====== Extrait de page ======

Permettez-moi tout d'abord de vous souhaiter chaleureusement la bienvenue à ces Consultations. Je suis heureux de voir des représentants de si nombreux pays, européens et non européens ; je suis également heureux d'accueillir les représentants d'organisations qui ont toujours accordé un soutien précieux à l'oeuvre humanitaire.

En tant qu'institution des Nations Unies ayant vocation de s'occuper des problèmes de réfugiés, nos préoccupations doivent se situer au plan universel tant de par l'essence du problème des réfugiés que de par la nature de notre mandat. Cette dernière caractéristique ne nous a naturellement pas empêché dans le passé de nous occuper de problèmes de réfugiés au plan régional, lorsque le besoin s'en est fait sentir. Ces derniers temps, des réunions et des conférences ont eu lieu sur les situations de réfugiés, par exemple en Asie du Sud-est, en Afrique et en Amérique latine. A ces occasions, des gouvernements ont reconnu que les problèmes de groupes spécifiques de réfugiés constituaient une responsabilité internationale et sont convenus de la nécessité d'une action concertée pour les résoudre. En Europe, nous nous heurtons aujourd'hui à une situation difficile qui, tout en s'insérant de prime abord dans un cadre régional, réclame, en fait, une action d'envergure internationale. C'est pour cette raison que j'ai décidé de vous inviter à ces Consultations.

Point n'est besoin d'ajouter que la question des demandeurs d'asile et des réfugiés arrivant en Europe, qui sera au coeur de nos délibérations pendant les quatre jours à venir, n'est pas le seul problème préoccupant sur lequel mon Office et la communauté internationale doivent se pencher. En effet, il en est d'autres qui, pour différents qu'ils soient, n'en sont pas moins urgents en Afrique, en Asie, en Amérique latine, en Amérique centrale et ailleurs.

======

> **Tâches à réaliser**:
a. Transcrivez tel quel le passage de l'extrait qui commence aux mots « Point n'est besoin », et arrêtez-vous après les mots « centrale et ailleurs. ».
b. Dans l'extrait, quelles régions sont citées comme ayant d'autres problèmes urgents que celui des réfugiés arrivant en Europe ?
Le matériel ne joue aucun rôle dans ce travail.

====== Informations affichées ======

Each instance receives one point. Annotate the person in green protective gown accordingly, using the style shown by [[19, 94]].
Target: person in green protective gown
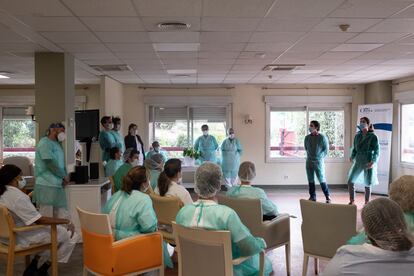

======

> **Réponses par tâche**:
a.
Point n'est besoin d'ajouter que la question des demandeurs d'asile et des réfugiés arrivant en Europe, qui sera au coeur de nos délibérations pendant les quatre jours à venir, n'est pas le seul problème préoccupant sur lequel mon Office et la communauté internationale doivent se pencher. En effet, il en est d'autres qui, pour différents qu'ils soient, n'en sont pas moins urgents en Afrique, en Asie, en Amérique latine, en Amérique centrale et ailleurs.

b. Afrique, Asie, Amérique latine, Amérique centrale